(GIVEN DATA)

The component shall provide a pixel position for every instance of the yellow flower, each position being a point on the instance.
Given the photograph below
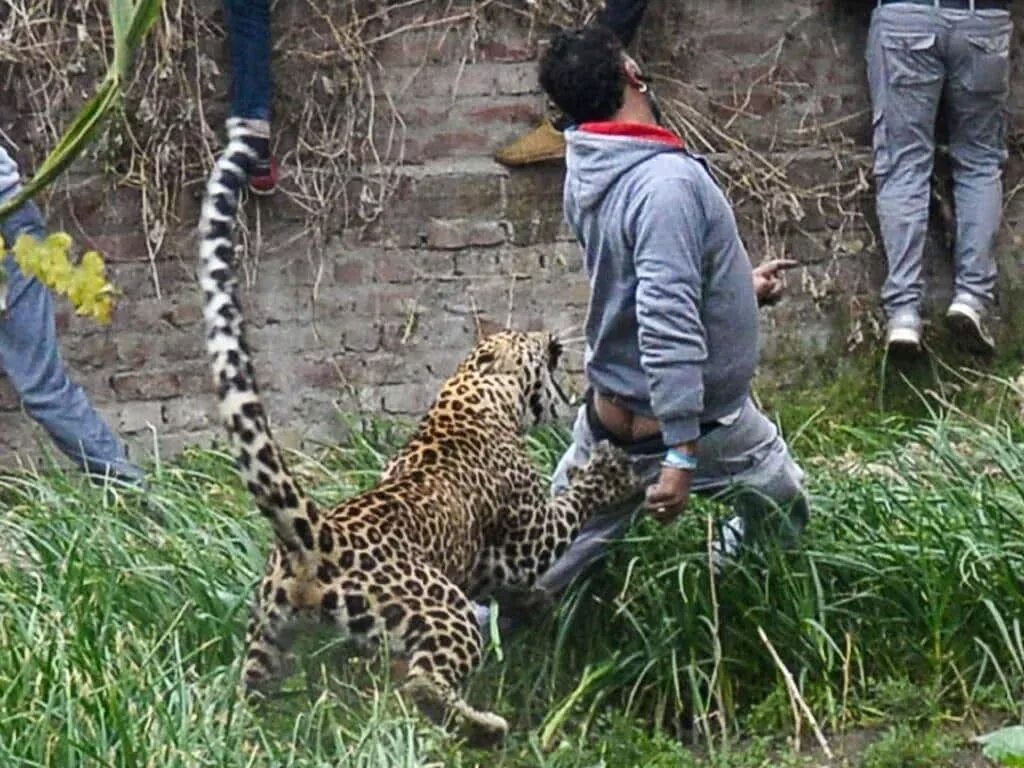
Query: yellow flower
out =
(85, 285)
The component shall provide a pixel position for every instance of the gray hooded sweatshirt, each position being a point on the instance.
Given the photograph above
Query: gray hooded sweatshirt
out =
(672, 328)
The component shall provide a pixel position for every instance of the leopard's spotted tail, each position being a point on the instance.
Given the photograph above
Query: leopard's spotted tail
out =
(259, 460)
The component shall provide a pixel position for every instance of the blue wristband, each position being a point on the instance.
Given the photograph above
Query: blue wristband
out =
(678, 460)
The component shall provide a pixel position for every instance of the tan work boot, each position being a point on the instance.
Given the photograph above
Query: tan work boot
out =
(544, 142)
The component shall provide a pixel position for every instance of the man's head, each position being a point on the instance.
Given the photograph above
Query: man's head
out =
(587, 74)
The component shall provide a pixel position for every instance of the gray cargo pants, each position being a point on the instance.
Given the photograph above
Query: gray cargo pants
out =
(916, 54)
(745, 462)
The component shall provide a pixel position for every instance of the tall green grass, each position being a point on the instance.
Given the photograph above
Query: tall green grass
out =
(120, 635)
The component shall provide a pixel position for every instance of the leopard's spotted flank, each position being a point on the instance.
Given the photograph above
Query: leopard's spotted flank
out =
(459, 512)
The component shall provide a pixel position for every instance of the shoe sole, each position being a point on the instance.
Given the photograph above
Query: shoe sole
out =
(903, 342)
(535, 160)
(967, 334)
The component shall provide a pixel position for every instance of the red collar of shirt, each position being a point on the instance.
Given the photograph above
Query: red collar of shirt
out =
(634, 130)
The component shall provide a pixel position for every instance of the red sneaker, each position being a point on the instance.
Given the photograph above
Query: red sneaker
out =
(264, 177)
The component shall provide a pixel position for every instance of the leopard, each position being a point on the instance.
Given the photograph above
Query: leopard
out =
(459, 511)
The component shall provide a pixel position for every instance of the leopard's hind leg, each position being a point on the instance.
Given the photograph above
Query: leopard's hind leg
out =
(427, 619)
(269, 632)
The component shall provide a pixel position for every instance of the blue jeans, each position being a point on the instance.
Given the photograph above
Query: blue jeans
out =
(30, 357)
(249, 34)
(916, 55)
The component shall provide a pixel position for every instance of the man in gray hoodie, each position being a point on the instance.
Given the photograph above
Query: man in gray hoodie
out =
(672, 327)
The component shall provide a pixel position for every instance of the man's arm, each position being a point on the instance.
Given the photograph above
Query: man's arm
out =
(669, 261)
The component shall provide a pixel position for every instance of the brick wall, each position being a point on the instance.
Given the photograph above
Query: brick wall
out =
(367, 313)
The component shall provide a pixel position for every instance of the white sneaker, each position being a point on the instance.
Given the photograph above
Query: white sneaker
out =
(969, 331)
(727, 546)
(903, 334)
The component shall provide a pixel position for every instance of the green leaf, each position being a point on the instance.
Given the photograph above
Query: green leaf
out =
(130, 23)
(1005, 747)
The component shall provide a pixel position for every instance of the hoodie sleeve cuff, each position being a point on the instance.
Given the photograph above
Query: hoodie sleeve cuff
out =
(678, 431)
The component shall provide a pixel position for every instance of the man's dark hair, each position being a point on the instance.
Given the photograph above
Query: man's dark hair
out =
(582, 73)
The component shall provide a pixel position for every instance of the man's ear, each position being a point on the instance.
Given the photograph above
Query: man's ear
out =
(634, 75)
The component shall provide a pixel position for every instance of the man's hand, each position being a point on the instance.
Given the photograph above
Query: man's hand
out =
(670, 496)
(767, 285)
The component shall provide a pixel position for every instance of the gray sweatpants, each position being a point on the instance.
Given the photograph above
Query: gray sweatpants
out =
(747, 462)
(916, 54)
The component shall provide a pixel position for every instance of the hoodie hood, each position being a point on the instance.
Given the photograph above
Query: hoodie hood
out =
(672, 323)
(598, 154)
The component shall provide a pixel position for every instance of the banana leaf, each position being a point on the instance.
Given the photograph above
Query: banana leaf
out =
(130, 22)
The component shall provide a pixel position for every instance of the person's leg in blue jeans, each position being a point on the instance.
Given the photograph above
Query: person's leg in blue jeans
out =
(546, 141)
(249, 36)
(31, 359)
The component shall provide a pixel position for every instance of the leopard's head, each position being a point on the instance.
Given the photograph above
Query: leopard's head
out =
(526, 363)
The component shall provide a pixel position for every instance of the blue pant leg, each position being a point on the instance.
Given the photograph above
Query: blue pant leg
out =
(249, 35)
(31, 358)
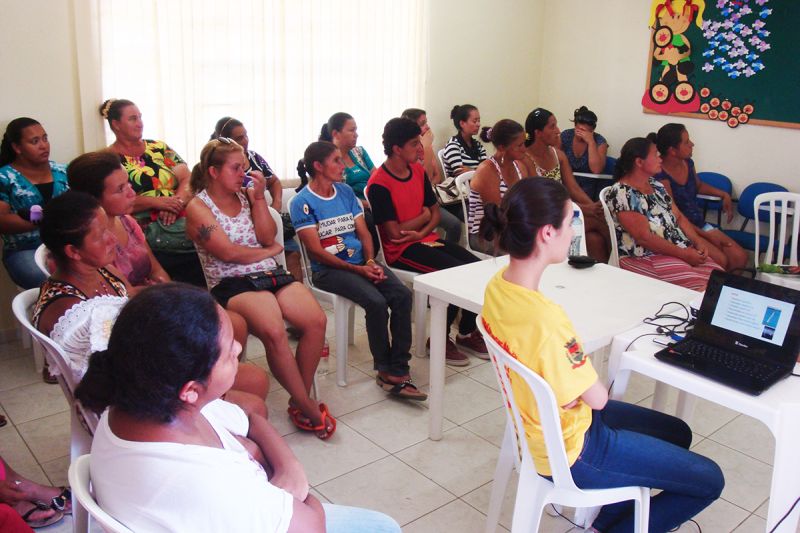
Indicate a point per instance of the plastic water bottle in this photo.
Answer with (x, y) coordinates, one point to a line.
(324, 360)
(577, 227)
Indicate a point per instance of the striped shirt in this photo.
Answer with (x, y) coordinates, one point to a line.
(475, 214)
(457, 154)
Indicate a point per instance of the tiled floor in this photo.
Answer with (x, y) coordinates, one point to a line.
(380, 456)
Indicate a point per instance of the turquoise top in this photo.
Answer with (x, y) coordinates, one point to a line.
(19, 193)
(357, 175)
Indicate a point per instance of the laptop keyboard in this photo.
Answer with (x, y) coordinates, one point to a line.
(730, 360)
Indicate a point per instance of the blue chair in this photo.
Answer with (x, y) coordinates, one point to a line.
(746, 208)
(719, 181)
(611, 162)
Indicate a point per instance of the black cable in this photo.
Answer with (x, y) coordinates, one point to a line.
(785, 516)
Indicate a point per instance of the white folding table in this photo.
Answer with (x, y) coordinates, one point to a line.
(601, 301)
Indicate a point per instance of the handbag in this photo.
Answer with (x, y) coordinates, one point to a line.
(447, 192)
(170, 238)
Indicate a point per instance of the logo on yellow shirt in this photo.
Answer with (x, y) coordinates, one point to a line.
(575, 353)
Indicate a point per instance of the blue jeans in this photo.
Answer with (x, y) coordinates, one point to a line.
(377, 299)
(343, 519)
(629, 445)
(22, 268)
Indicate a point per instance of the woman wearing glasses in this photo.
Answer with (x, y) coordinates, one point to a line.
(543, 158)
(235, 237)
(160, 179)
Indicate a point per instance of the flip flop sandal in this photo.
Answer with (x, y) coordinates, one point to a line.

(End GIVEN DATA)

◆ **BRIEF**:
For this exercise, write out the listing verbatim and leave every image out.

◆ **WRITTEN RESPONSE**:
The component shall provide a pixel position for every instance of the yellow flower, each position being a point on the instance.
Given the photograph below
Query: yellow flower
out =
(85, 285)
The component shall provide a pixel position for every instance of the gray hooded sweatshirt, each position being a point on the instance.
Given the photograph above
Query: gray hooded sweatshirt
out =
(672, 328)
The component shall provide a pixel position for every instance of the leopard's spotted tail, each position being a point on the instance.
Given the photograph above
Query: leopard's spotted tail
out =
(259, 460)
The component shall provide a pixel position for every instance of the blue wristband, each position being a point on the instance.
Given the photograph above
Query: blue wristband
out =
(678, 460)
The component shall provide a pixel position for every instance of the tan work boot, each position being a point on the instance.
Given the photograph above
Query: tan work boot
out =
(544, 142)
The component shall provide a pixel position for every instance of the man's head, each position being a point on the instance.
Given the photograph above
Query: man's head
out =
(587, 74)
The component shall provide a pixel position for every instance of the gray cargo pants, each position being a point on the instance.
Given the photograph above
Query: gray cargo pants
out =
(916, 54)
(745, 462)
The component shall provide a pixel position for every instance of the tall green grass, each position being a point on the instance.
Given the photograph above
Query: tall green grass
out =
(120, 635)
The component shall provide a pixel position for every instance of the leopard's spotted flank, each position being a point on the instance.
Given the photograph above
Query: leopard's spotted flank
out =
(459, 512)
The component shall provide a pixel position for every instance of the shoe sole, each position being a point on the instance.
Given the photograph above
Query: shoe sole
out =
(903, 342)
(535, 160)
(967, 334)
The component shall provide a pixel position for every instance of the red collar of shirt, each position being a point on the instance.
Given the photograph above
Query: red collar of shirt
out =
(634, 130)
The component shall provide a pixel position for every instance of the red sneaker, each position being a point on the instance.
Given the photograph above
Query: red sneaker
out =
(264, 177)
The component shall provide a pixel position for every instance of the leopard, each position being a point on the instance.
Given the photograph above
Query: leopard
out =
(459, 511)
The component shall provide a pixel position for every instance of the leopard's hind leg, each position being a point on the instance.
Given the photograph above
Query: leopard's hind leg
out =
(427, 619)
(269, 632)
The component shall provide a pixel position for every instance of the blue jeans, each position being a point on the instance.
Given the photograph above
Query: blue jeans
out =
(30, 357)
(249, 34)
(916, 55)
The component shall provide a pixel position for every instance of the man in gray hoodie, each position being a point on the instance.
Given the photograph above
Query: man in gray hoodie
out =
(672, 327)
The component shall provide a pixel position for every instance of the man's arm, each position being a point on the instance.
Given the photograph above
Query: man's arm
out =
(669, 261)
The component shall provide a pixel position for every instance of the brick wall, each position being a point on the instance.
Given the photograph above
Query: brick wall
out =
(367, 313)
The component shall provide a pixel position for every instance of the white sneaker, each position being a point on the instance.
Given the photograph above
Query: white sneaker
out =
(969, 331)
(727, 546)
(903, 334)
The component shall provide a pixel position for every instance of the green leaf, each position being a point on the instance.
Given the photograph above
Query: green leaf
out =
(130, 23)
(1005, 747)
The component shall provide a pixel position for every instance of the hoodie sleeve cuff, each position being a point on the instance.
Given the photograph above
Query: hoodie sleeve cuff
out =
(678, 431)
The component shall provide a pixel position for every instance of the man's dark hair, each position being a point on the instance.
Given the photograph above
Query: man's dark hair
out =
(582, 73)
The component shall provide a pixel position for every instance of the man's ear, each position being a point on the instance.
Given the photograph above
Query: man's ear
out =
(634, 75)
The component shall provide a pixel position for every instance of the man's hand, each position being a point on the instance.
Given the photograph above
Query: man's hand
out =
(670, 496)
(767, 285)
The component shall provide a pixel position for every instance of the gray sweatpants, each position being a point on the instance.
Given the photograph above
Query: gray sweatpants
out =
(747, 462)
(916, 54)
The component shall provide a pixel position for every instance of the hoodie hood, each position being a point on the instance.
Given the photograph above
Query: hoodie hood
out =
(672, 323)
(598, 154)
The component shall provide a pixel position for every instance of the banana leaf, each position being a point on the instance.
Given the photograph above
Query: banana leaf
out =
(130, 22)
The component shall provide a pixel position for every instance of the person's leg in blue jeans, each position being a point on the instance.
Given the photograph above
Query: person's leg in blue jeans
out =
(546, 141)
(249, 36)
(31, 359)
The component shall provide a pixel position for every instance of the leopard's head, each position being a point on the instance.
Given the photograph above
Query: leopard's head
out =
(526, 363)
The component shall provide a pixel position for every instance of the blue pant leg, each position being a point on the instance.
Given the photograph above
Query: blue pant leg
out =
(249, 35)
(31, 358)
Indicate a point per instance of the plastic water bottle in this photo.
Answer with (x, y) coordinates, one point to a line.
(324, 360)
(577, 227)
Indicate a point per instance of the striped shirt in this photo.
Answer with (x, y) coordinates, one point to a line.
(475, 214)
(457, 154)
Indicate a point per instance of the tiled floor in this photo.
Answer with (x, y) coordinates, one point to a line.
(380, 456)
Indicate a point per instance of the turquoise top in this photo.
Answer with (x, y) coordinates, one point to a line.
(19, 193)
(357, 175)
Indicate a point per instance of the laptop keyboard in this photo.
Answer with (x, y) coordinates, one point to a line.
(730, 360)
Indicate a point per instance of the blue chair in this photo.
Answer with (x, y) coordinates, one point to a line.
(746, 208)
(719, 181)
(611, 162)
Indicate a point per instance of the black cable in this photo.
Answer with (x, y) coordinates, one point to a line.
(785, 516)
Indicate a point per instance of the white folding table in this photo.
Answer with (x, y) coordinates, one point to a line.
(601, 301)
Indicate a point per instance of the handbag in this photo.
Answer with (x, y) coordinates, one point to a line.
(447, 192)
(170, 238)
Indicate a point per instance of the logo on yellow shirt in this photo.
Answer with (x, y) coordinates, one point to a line.
(575, 353)
Indicate a point per instance of the blue jeans in this photo.
Answer with (x, y) coordinates, one point to a line.
(377, 299)
(343, 519)
(629, 445)
(22, 268)
Indicate a point per instance of the woman wearing glasses in this photo.
Answer with (x, y) coordinates, one point to a line.
(543, 158)
(235, 237)
(160, 179)
Indicate a point per instance of the flip flop sandal in this photo.
Answer with (x, y) coordinates, one point to a line.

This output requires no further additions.